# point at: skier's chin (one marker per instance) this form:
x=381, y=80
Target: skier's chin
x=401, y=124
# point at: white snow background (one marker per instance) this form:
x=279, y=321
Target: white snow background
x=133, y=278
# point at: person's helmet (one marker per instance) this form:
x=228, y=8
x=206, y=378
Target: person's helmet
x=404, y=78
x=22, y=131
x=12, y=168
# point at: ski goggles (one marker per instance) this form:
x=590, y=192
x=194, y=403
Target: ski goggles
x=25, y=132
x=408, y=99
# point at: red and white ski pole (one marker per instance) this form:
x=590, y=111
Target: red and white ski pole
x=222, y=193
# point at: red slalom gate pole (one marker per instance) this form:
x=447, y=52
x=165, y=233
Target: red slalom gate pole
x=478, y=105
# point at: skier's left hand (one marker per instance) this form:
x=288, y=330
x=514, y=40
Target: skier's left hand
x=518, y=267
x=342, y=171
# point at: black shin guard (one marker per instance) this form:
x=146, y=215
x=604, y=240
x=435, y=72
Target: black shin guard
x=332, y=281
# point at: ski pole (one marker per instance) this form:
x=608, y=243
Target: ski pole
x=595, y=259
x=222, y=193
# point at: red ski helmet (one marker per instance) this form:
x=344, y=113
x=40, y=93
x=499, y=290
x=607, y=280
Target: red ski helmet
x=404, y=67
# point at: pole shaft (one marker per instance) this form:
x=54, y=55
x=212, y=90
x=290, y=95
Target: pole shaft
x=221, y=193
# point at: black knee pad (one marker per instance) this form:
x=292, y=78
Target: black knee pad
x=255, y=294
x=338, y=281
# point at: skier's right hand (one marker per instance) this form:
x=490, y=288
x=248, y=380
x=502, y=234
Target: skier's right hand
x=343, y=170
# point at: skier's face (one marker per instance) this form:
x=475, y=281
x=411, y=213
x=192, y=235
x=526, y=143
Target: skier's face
···
◆ **What to produce**:
Change every "skier's" in the material to "racer's" and give all the lines again, with nothing else altered.

◆ **Solution to this task**:
# point at: racer's chin (one marker per instance) this form:
x=381, y=80
Target: racer's chin
x=401, y=124
# point at: white snow background (one marker per instance) this form:
x=279, y=321
Target: white snow background
x=133, y=278
# point at: person's helmet (one marker per instance) this form:
x=228, y=8
x=206, y=378
Target: person's helmet
x=404, y=78
x=22, y=131
x=12, y=168
# point at: ski goggles (one marker per instance) this form:
x=590, y=192
x=194, y=403
Target: ski goggles
x=25, y=132
x=408, y=99
# point at: red and white ski pole (one marker per instance) this form:
x=590, y=111
Target: red and white ski pole
x=222, y=193
# point at: red slalom gate pole (one marker per instance) this form:
x=447, y=52
x=165, y=233
Target: red slalom gate pole
x=478, y=105
# point at: racer's left hand (one marker per instance) this form:
x=288, y=330
x=514, y=40
Target: racer's left hand
x=518, y=267
x=342, y=171
# point at: black shin guard (one marker per instance) this form:
x=146, y=215
x=604, y=240
x=435, y=72
Target: black shin guard
x=332, y=281
# point at: ski pole (one marker per instance) this form:
x=608, y=243
Target: ski pole
x=595, y=259
x=222, y=193
# point at: red ski helmet (one marker per instance) this form:
x=344, y=113
x=40, y=93
x=499, y=290
x=607, y=280
Target: red ski helmet
x=404, y=67
# point at: pole shaft (one marker per instance) this form:
x=54, y=55
x=212, y=90
x=290, y=95
Target: pole shaft
x=221, y=193
# point at: black knee pad (one marker per instance) this form:
x=292, y=78
Target: black knee pad
x=255, y=294
x=338, y=281
# point at: racer's right hand (one marker per instance) this form:
x=490, y=288
x=248, y=380
x=502, y=234
Target: racer's right hand
x=343, y=170
# point at: racer's face (one marker per instance) this form:
x=475, y=281
x=411, y=213
x=192, y=235
x=526, y=143
Target: racer's face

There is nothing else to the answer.